§ Selected text:

The Great Christmas Cookie Freeze

cookierecipes

Today I’m linking to one of my favorite bloggers, life {in} grace.  Edie is hosting The Great Christmas Cookie Freeze.  Be sure to stop by her blog and find lots of other great cookie recipes.  Thank you Edie!

Here’s the recipe for cherry & almond cookies.  I added green food dye to the icing just to kick my festive mood of jolly up a notch.
Cookies:
1/2 cup (1 stick) unsalted butter, at room temperature
1/2 cup, plus 2 tablespoons sugar
1/2 teaspoon pure vanilla extract
1/2 teaspoon pure almond extract
1/4 teaspoon ground cinnamon
1/4 teaspoon fine sea salt
1 large egg
1 1/4 cups all-purpose flour
3/4 cup coarsely chopped dried tart cherries (see Cook’s Note)
1/2 cup slivered, blanched almonds, toasted and coarsely chopped (see Cook’s Note)

§ Requirements: Extend the cherry and almond cookie recipe post past its last line.

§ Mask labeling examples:
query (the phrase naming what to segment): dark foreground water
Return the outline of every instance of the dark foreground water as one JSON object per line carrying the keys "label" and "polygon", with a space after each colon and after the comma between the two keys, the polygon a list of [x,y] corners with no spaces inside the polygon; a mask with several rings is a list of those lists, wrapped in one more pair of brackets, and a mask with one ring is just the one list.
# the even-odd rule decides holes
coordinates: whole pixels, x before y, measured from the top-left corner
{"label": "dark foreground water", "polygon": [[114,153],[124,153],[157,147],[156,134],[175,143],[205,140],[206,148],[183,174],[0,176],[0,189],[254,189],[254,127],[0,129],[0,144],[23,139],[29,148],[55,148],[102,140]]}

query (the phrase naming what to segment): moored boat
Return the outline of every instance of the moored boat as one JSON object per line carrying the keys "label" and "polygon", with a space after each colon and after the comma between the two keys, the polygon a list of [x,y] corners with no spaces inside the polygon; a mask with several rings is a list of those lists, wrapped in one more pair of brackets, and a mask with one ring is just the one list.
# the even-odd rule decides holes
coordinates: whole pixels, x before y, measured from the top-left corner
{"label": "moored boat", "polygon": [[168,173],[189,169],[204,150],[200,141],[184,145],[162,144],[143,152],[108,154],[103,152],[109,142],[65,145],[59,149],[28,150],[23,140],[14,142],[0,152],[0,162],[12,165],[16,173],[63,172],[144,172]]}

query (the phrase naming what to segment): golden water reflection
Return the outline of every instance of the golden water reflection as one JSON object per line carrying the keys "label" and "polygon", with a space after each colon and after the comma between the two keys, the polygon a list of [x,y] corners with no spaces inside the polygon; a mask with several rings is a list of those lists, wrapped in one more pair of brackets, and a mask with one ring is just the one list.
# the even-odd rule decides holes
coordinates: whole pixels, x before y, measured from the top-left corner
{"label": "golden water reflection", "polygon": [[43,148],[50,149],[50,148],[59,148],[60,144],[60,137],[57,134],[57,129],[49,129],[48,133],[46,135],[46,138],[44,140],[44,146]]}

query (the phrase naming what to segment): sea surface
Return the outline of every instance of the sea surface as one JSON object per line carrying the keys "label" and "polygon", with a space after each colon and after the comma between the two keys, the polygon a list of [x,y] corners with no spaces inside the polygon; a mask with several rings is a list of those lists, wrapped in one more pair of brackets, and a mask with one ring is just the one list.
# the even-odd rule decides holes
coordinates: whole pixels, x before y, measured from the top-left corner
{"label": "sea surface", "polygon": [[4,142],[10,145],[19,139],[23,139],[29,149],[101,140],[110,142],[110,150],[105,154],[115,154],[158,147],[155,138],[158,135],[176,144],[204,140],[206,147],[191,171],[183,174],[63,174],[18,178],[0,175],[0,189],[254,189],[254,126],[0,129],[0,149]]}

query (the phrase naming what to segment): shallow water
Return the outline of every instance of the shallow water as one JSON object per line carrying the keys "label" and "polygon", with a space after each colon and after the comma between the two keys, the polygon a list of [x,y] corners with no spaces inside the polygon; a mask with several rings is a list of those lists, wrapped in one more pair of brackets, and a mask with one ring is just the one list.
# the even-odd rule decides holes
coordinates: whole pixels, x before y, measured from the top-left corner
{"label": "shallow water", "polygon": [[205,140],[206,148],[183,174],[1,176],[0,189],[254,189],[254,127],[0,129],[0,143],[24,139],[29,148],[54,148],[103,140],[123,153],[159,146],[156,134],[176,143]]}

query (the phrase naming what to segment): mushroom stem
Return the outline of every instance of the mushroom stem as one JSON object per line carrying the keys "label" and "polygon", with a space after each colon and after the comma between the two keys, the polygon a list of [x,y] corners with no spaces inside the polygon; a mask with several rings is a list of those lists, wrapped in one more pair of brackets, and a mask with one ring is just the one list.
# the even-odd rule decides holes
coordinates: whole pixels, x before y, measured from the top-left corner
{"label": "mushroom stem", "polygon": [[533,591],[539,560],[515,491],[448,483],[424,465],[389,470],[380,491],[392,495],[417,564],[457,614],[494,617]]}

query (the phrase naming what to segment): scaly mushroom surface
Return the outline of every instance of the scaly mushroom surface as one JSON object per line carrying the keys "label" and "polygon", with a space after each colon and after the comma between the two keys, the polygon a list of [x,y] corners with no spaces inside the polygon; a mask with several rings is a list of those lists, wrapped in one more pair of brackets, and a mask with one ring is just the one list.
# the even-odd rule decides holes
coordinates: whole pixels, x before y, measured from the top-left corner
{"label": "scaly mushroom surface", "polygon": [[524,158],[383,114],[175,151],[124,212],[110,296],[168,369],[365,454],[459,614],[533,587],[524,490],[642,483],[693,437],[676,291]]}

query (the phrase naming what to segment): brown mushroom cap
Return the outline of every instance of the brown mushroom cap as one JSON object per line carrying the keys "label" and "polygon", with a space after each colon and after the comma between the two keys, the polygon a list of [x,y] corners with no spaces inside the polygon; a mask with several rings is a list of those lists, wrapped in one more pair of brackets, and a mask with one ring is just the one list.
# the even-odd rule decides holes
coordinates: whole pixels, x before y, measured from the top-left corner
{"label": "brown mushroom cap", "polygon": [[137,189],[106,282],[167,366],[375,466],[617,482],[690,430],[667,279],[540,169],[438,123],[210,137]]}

§ Output of the task:
Icing:
2 3/4 cups powdered sugar, sifted
2 teaspoons pure vanilla extract
3 tablespoons water, plus extra, as needed

For the Cookies:

In a large bowl, with an electric mixer, beat the butter, sugar, vanilla extract, almond extract, cinnamon, and salt until light and fluffy, about 2 minutes, then beat in the egg. Add the flour and beat on the lowest speed until just blended. Using a wooden spoon, stir in the dried cherries and almonds.

Transfer the dough to a sheet of plastic wrap and shape it into a log, about 12-inches long and 1 1/2-inches in diameter. Wrap the dough in the plastic wrap and refrigerate for at least 2 hours. (Dough can be made up to 3 days in advance).

Arrange an oven rack in the center of the oven. Preheat the oven to 350 degrees F. Line 2 heavy baking sheets with parchment paper.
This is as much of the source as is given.